_WRITTEN REQUEST_. Rename "priest's" to "minister's" in the records starting at the line with "Any visible glossy" and ending at the line with "[282,247,316,299]", and change nothing else. Give back only those lines, without the pictures.

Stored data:
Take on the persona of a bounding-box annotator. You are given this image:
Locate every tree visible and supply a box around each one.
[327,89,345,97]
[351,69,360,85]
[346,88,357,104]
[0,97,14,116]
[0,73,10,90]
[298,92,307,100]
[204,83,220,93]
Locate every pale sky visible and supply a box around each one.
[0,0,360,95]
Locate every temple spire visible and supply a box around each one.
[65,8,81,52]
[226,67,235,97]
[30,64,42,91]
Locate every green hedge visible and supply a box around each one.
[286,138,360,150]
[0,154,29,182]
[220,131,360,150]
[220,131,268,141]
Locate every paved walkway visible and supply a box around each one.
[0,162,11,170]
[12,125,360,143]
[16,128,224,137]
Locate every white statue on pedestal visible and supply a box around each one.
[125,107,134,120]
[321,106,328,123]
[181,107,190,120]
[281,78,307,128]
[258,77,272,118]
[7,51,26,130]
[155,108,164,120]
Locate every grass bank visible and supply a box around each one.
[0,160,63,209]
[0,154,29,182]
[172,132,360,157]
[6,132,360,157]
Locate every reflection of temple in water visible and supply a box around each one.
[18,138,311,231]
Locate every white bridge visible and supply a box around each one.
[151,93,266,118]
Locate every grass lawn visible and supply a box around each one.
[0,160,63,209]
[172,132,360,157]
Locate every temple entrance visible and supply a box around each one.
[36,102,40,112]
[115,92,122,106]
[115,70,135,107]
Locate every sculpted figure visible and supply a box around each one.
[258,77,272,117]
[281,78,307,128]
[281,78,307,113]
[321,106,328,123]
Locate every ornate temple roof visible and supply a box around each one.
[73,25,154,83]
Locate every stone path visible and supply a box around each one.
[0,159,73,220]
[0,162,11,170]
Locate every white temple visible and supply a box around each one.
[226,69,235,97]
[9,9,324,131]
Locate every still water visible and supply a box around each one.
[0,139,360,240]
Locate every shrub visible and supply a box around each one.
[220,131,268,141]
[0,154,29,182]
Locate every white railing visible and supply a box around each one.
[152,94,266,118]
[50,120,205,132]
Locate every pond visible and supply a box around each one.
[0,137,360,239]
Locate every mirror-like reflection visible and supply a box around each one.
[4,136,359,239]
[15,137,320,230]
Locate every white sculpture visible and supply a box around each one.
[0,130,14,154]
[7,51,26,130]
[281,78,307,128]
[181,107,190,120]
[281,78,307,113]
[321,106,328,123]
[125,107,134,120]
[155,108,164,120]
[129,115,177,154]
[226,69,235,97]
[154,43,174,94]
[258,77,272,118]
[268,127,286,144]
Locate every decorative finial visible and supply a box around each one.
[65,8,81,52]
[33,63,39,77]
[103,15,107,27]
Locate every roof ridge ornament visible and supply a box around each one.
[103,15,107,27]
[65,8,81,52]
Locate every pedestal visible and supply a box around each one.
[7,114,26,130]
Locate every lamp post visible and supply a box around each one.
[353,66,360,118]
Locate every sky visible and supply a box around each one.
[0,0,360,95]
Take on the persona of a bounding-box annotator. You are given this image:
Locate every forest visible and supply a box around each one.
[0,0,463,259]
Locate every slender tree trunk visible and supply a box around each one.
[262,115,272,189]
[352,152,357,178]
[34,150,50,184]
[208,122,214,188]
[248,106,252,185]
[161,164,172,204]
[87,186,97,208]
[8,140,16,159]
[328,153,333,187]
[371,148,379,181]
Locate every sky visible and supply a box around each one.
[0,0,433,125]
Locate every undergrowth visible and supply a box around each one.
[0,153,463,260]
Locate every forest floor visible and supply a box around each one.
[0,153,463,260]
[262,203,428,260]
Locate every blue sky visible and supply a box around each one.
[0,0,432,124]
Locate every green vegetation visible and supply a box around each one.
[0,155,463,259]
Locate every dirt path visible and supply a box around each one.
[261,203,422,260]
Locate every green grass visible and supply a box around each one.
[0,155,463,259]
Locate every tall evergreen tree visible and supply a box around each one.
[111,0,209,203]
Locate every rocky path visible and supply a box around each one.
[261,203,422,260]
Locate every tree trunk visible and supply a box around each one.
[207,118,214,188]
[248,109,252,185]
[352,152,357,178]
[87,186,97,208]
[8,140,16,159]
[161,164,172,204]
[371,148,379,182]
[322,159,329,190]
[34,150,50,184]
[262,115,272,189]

==

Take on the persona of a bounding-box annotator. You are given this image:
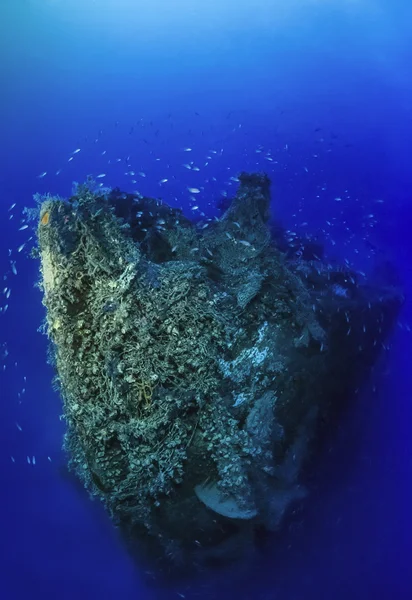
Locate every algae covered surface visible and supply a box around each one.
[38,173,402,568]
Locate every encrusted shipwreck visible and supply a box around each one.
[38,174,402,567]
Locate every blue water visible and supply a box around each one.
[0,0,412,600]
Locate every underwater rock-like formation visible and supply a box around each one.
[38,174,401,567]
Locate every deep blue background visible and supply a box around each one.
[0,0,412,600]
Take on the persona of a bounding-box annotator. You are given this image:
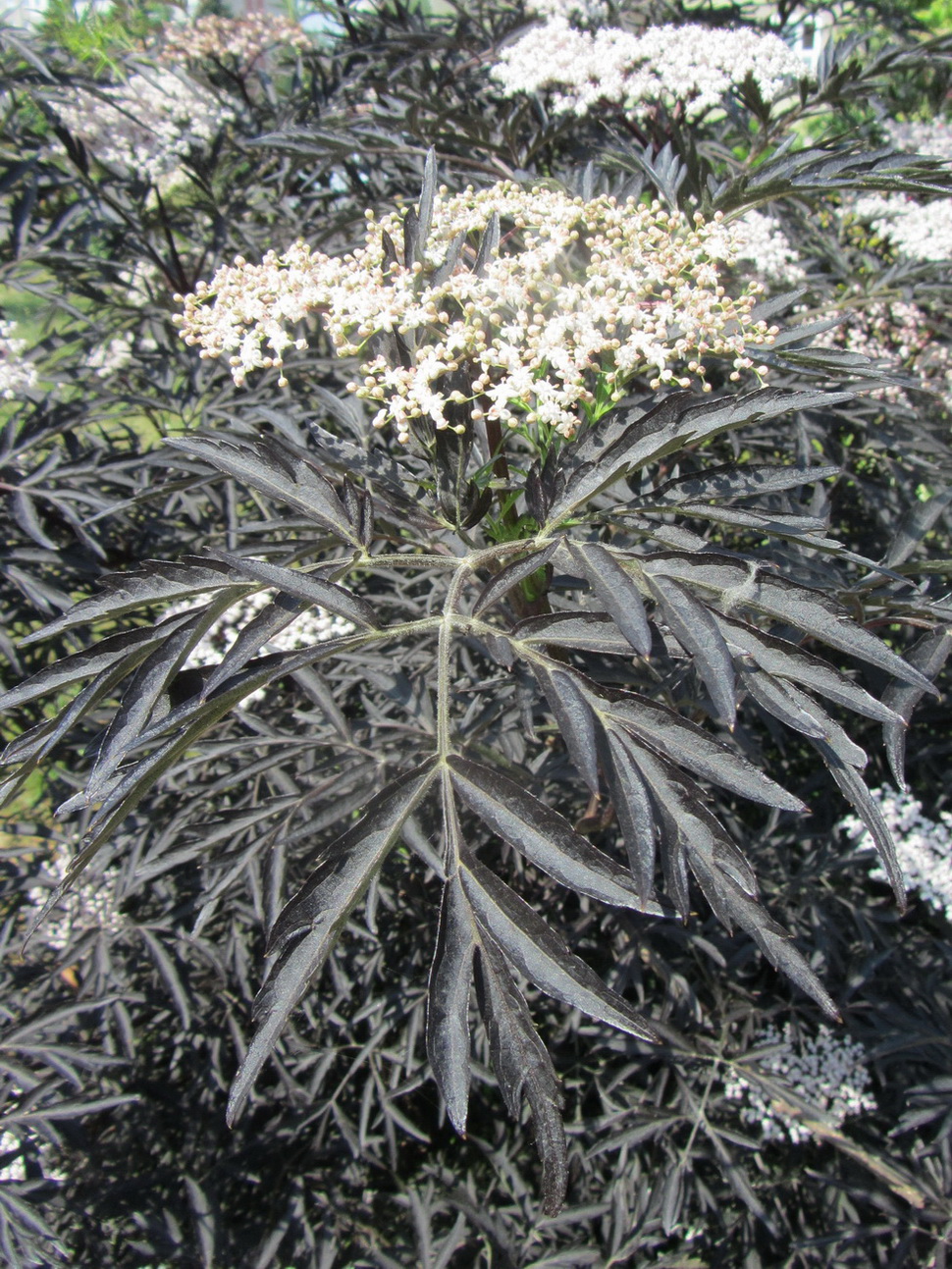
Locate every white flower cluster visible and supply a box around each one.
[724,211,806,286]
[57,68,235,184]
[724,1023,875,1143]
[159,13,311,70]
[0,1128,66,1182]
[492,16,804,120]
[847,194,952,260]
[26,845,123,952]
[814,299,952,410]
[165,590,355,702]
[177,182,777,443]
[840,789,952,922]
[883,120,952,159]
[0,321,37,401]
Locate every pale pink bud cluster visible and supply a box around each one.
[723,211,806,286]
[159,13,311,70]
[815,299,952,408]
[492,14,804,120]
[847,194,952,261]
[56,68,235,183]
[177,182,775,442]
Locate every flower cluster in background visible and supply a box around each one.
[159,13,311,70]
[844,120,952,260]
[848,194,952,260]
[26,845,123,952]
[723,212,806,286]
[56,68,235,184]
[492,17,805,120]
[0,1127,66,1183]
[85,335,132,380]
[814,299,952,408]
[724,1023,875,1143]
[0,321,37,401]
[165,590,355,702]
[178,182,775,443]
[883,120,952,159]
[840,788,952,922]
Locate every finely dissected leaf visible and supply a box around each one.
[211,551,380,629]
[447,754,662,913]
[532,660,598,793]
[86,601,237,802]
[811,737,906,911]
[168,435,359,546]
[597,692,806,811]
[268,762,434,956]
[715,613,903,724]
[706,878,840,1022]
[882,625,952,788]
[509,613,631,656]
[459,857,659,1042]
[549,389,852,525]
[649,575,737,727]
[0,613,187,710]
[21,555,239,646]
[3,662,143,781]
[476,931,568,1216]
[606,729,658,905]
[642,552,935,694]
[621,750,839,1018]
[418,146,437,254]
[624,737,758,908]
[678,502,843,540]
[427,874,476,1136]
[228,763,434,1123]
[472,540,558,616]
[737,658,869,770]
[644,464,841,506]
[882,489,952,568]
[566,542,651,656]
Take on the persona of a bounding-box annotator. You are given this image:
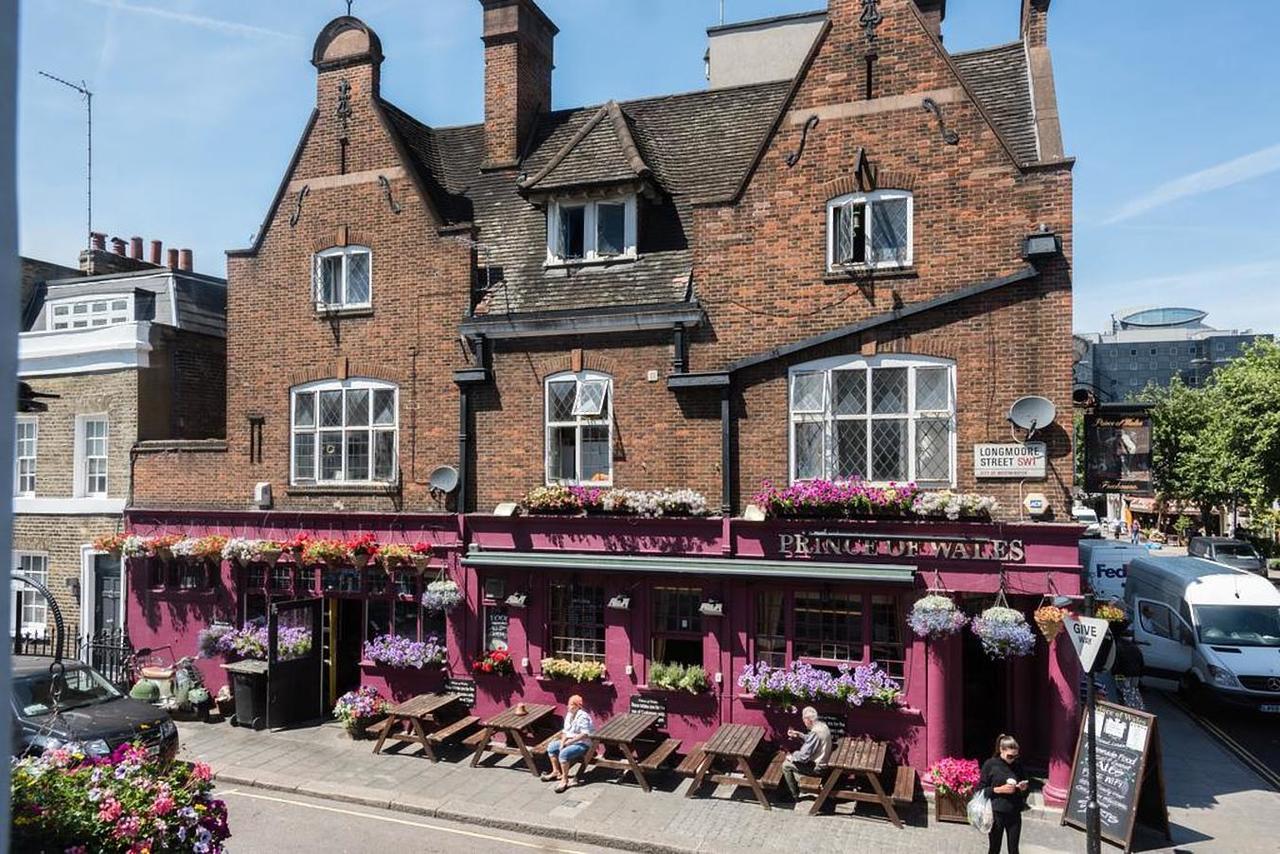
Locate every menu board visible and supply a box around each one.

---

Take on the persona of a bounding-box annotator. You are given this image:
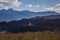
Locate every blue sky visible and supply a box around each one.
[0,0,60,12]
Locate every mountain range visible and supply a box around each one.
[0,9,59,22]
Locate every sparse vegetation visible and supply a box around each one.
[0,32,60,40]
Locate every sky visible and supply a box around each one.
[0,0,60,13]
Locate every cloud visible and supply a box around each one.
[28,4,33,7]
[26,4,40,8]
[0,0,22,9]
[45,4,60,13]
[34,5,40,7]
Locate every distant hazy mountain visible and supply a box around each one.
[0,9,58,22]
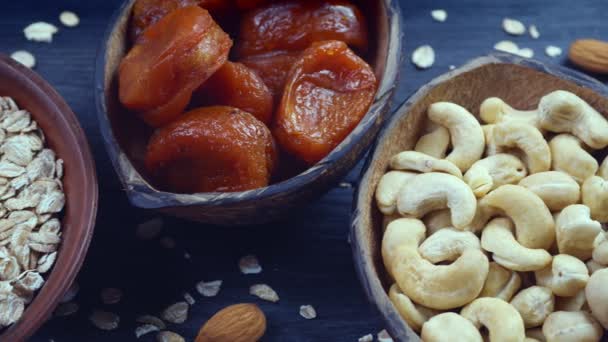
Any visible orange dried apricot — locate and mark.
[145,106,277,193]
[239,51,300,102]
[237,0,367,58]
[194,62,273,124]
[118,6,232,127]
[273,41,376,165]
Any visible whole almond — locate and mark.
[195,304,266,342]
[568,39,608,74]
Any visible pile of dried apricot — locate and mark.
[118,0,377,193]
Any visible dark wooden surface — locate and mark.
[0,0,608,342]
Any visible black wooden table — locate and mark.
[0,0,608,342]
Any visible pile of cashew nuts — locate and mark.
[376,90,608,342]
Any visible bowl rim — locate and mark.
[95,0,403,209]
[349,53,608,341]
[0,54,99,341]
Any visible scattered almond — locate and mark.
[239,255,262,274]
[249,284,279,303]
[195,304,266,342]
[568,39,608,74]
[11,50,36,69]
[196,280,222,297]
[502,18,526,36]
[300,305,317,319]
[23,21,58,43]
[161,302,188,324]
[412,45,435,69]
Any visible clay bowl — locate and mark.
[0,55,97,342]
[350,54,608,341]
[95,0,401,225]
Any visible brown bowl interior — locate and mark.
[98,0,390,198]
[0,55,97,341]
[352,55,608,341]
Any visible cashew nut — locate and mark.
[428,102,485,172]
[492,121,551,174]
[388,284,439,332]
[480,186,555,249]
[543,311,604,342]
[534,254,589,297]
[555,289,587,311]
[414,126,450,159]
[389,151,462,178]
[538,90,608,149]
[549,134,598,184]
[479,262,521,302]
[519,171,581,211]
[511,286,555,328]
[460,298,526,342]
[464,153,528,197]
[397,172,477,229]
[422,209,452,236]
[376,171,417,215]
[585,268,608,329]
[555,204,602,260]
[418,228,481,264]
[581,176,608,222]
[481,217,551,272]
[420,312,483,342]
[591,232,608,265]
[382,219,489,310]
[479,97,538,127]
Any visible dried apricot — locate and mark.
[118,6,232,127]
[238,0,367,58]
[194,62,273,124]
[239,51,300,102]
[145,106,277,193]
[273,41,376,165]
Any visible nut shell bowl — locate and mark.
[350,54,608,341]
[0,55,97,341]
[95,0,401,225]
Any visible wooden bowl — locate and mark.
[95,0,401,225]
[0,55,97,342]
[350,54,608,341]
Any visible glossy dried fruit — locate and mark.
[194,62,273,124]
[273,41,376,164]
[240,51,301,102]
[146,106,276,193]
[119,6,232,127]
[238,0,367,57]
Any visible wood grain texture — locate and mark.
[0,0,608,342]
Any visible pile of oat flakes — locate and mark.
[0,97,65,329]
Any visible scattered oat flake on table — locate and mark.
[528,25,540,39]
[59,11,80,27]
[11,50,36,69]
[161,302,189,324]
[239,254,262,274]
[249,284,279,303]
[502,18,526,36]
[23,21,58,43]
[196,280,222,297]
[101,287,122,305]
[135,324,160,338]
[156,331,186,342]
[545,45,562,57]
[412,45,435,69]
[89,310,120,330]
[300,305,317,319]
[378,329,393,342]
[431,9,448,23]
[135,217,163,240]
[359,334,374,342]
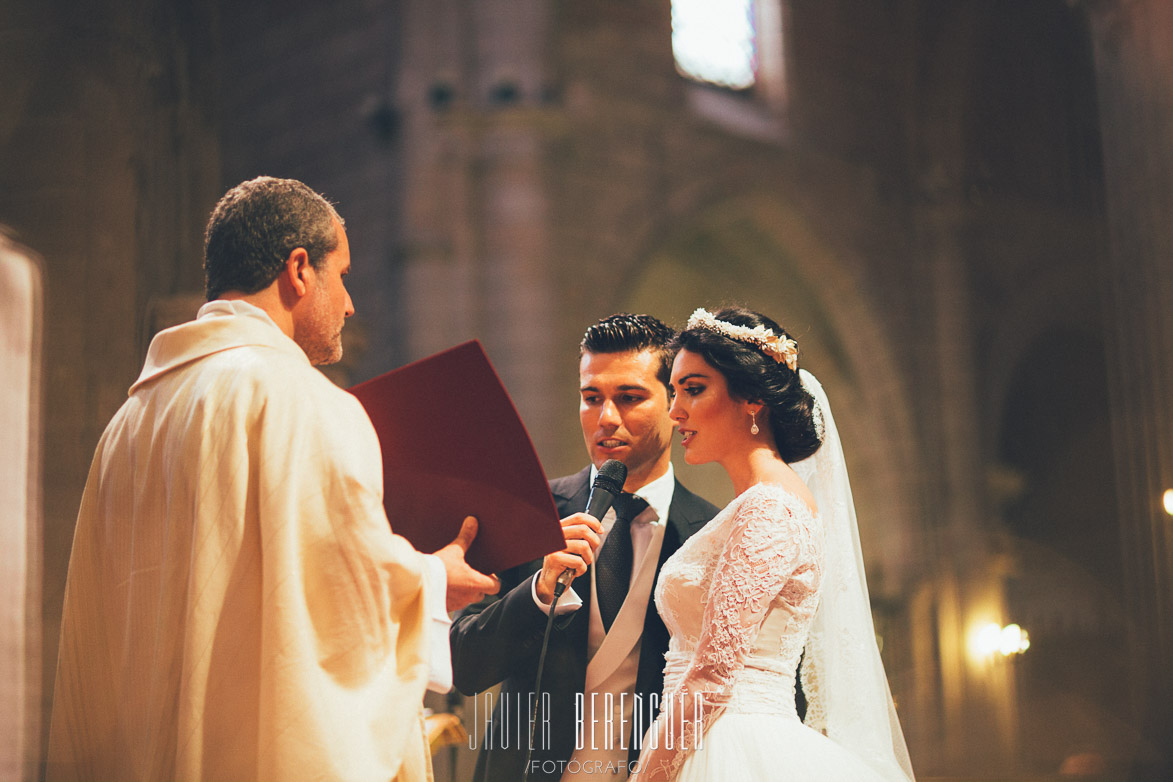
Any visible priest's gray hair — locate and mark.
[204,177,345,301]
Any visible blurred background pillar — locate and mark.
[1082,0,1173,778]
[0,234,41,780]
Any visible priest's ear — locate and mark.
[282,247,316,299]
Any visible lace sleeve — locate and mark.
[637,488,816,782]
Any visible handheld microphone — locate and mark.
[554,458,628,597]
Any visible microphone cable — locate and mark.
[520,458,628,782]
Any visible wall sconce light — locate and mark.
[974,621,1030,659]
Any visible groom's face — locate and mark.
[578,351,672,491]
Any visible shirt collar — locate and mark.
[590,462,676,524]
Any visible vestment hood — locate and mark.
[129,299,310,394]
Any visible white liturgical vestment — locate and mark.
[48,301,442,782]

_SOLUTION TO THIS PROBLEM_.
Any visible glossy dried fruit — locate and mark.
[194,62,273,124]
[273,41,376,164]
[240,51,301,102]
[146,106,276,193]
[119,6,232,127]
[238,0,367,57]
Any visible wood grain texture — locate and mark.
[0,0,608,342]
Any visible pile of oat flakes — locate and mark.
[0,97,65,329]
Any visible scattered oat flake on table — locate and mark.
[528,25,540,39]
[59,11,80,27]
[11,50,36,69]
[161,302,189,324]
[239,254,262,274]
[249,284,279,303]
[502,18,526,36]
[23,21,58,43]
[196,280,222,297]
[101,287,122,305]
[135,324,160,338]
[156,331,186,342]
[545,45,562,57]
[412,45,435,69]
[89,310,120,330]
[300,305,317,319]
[378,329,393,342]
[431,9,448,23]
[135,217,163,240]
[359,334,374,342]
Any visible minister's gray hair — locate and mark.
[204,177,345,301]
Any visible blurred background pillar — locate and mark.
[1082,0,1173,778]
[0,234,41,780]
Any visible minister's ear — locate and mark.
[282,247,316,299]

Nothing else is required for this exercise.